Copy the lines below word for word, starting at the first line and ending at the line that contains "[[203, 288], [422, 273], [5, 171], [344, 200]]", leaving the pictures out of your answer.

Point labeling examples
_____

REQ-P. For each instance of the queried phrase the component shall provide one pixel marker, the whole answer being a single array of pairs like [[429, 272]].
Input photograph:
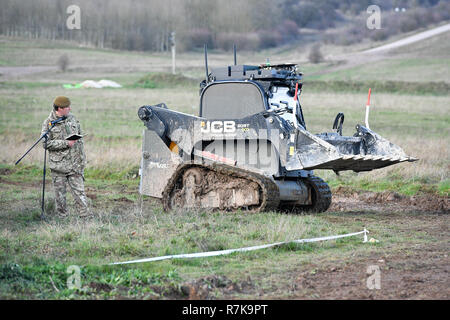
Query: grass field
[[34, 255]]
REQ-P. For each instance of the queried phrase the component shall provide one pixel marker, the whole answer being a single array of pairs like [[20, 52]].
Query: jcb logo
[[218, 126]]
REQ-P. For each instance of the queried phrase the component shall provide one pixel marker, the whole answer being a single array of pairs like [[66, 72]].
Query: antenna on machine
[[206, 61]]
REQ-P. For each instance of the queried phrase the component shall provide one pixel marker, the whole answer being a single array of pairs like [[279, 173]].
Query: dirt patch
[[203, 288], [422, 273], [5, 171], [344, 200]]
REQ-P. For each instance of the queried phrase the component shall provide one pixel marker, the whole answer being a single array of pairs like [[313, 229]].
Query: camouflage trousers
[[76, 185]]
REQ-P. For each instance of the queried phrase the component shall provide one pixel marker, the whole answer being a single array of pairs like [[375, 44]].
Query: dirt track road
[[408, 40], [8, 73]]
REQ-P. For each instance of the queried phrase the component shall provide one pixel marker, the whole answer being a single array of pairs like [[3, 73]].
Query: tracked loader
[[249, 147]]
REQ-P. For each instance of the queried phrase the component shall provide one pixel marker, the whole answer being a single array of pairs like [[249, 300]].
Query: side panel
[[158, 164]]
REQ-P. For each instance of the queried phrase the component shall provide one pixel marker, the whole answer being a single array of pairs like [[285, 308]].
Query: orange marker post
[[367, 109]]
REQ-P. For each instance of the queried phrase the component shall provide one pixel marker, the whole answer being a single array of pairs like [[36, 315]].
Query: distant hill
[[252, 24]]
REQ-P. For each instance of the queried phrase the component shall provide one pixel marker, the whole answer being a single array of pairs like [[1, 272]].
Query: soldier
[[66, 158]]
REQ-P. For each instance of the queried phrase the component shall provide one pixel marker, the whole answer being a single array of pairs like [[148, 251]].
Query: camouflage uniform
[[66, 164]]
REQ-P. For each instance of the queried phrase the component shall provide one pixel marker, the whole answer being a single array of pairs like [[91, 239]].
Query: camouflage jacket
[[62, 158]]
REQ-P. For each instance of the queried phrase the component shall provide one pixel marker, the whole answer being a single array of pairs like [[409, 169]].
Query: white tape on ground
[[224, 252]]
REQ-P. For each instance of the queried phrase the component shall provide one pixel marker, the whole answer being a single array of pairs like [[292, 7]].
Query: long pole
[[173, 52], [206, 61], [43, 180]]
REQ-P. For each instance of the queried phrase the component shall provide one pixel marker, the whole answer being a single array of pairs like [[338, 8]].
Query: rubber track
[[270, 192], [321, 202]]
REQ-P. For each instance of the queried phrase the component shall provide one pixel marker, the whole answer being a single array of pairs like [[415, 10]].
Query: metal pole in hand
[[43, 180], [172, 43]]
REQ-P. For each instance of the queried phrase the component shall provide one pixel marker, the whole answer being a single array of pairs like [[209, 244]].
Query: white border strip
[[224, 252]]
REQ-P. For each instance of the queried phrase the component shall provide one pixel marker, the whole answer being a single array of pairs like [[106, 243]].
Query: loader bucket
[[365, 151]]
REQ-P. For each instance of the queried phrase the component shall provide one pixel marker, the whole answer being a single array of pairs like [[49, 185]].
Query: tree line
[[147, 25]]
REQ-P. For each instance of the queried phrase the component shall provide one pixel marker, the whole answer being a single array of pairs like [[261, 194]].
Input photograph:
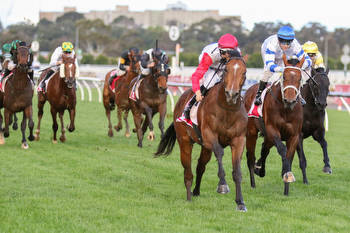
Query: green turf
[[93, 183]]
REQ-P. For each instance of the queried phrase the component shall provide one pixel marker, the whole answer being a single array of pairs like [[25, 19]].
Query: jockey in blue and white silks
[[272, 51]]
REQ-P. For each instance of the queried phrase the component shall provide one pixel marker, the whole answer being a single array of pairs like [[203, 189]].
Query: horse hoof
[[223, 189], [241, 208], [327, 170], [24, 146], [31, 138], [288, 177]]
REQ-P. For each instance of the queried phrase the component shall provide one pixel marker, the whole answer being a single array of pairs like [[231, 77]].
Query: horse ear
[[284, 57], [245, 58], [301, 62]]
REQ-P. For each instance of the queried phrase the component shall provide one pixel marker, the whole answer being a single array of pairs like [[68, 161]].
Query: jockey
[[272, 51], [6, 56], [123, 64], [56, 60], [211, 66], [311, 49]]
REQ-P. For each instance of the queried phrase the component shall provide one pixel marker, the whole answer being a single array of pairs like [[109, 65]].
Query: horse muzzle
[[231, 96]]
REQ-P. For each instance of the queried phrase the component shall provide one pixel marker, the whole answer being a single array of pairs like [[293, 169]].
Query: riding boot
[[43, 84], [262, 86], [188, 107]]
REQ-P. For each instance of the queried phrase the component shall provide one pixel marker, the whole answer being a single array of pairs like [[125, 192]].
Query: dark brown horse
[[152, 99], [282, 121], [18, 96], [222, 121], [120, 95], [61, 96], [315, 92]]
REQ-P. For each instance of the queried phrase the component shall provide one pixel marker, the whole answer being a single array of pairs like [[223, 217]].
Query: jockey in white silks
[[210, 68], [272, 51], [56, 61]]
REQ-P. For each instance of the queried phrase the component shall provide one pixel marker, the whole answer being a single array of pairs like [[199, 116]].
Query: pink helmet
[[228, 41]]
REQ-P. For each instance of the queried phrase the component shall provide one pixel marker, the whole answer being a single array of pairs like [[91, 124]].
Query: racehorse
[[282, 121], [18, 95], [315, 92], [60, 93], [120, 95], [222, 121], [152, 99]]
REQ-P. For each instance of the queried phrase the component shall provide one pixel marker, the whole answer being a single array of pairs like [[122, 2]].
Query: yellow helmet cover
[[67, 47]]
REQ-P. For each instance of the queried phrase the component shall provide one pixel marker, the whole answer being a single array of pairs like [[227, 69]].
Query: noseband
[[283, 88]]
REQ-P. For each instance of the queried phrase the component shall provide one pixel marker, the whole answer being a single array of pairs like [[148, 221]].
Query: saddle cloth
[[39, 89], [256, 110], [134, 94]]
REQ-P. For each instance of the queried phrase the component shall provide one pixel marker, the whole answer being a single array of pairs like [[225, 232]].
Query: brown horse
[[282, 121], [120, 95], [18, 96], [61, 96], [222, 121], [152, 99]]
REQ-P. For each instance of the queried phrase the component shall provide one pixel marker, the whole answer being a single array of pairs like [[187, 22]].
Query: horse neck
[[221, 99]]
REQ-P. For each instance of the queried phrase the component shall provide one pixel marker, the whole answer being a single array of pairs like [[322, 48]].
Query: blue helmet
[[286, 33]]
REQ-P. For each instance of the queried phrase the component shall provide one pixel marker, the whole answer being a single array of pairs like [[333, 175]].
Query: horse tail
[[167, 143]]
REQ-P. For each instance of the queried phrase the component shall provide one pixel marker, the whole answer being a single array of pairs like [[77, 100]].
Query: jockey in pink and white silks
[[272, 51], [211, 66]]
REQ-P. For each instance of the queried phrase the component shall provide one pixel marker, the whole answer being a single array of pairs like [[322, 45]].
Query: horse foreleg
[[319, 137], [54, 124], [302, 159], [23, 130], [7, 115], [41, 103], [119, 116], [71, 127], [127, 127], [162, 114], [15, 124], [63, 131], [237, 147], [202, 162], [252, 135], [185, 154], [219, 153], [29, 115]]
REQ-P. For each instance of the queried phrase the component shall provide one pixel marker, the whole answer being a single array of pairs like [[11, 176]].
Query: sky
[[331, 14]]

_____

TASK ANSWER ▸
REQ-P. For each instance of the queried phrase the component shall provide one pixel marker, the whole answer being a single array of pairs like [[429, 272]].
Input photograph:
Query: grass field
[[34, 255]]
REQ-P. For each instance of the queried phrase the component shall provide one pixel marker, the whole answer being a single array of pairs like [[20, 52]].
Query: jcb logo
[[218, 126]]
REQ-P. For each instance of the queried phrase the component shall provide one pixel marker, the whole answer being a single array of pairs like [[66, 72]].
Query: antenna on machine
[[206, 61]]
REQ-P. For each instance of the queried phrase the component shall provide one pixel marker, the whole answer being a single array of pairs like [[279, 173]].
Query: dirt patch
[[203, 288], [422, 273], [5, 171], [344, 200]]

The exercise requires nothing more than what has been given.